Short task -> Copy the material from the line containing "of the green" through its final line, inclusive, adding 25 to every coordinate in the answers and leaving the other lines unchanged.

Record extracts ->
····················

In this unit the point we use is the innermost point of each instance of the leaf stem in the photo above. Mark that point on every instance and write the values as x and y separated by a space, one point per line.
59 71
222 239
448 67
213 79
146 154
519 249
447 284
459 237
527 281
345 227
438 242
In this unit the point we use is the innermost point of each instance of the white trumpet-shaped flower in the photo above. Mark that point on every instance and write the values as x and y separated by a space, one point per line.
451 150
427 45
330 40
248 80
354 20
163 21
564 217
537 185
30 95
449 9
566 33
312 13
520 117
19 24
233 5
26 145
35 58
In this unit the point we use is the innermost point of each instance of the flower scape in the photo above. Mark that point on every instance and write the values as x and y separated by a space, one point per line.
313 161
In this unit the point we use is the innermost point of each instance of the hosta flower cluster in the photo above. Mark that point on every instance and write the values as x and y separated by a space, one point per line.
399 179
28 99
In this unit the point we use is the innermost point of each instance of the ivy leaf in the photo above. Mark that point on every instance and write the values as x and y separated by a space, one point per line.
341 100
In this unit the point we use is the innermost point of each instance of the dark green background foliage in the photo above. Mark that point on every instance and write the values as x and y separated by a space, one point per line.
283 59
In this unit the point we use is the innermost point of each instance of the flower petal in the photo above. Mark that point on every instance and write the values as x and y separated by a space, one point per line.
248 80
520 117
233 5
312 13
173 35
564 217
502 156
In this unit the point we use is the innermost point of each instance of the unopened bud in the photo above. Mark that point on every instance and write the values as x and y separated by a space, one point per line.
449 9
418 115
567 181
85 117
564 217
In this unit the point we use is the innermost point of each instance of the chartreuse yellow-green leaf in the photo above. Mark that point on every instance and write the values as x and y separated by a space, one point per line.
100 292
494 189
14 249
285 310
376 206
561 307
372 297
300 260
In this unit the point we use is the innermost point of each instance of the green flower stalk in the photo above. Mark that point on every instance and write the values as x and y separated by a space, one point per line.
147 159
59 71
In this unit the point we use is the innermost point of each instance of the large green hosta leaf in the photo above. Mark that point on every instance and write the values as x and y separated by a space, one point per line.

····················

Answer to the exercise ->
In this unit the point we use is the innermost point of each instance of the green flower stalk in the photo above. Mark that point on every instance and write the values as x and y separated by a space, one point per line.
172 184
84 96
In this unit the point we use is the innermost point of each instance of the large green hosta leaf in the photo above. Mark that point on every instance and write the values as x and y separated by a space, one point per line.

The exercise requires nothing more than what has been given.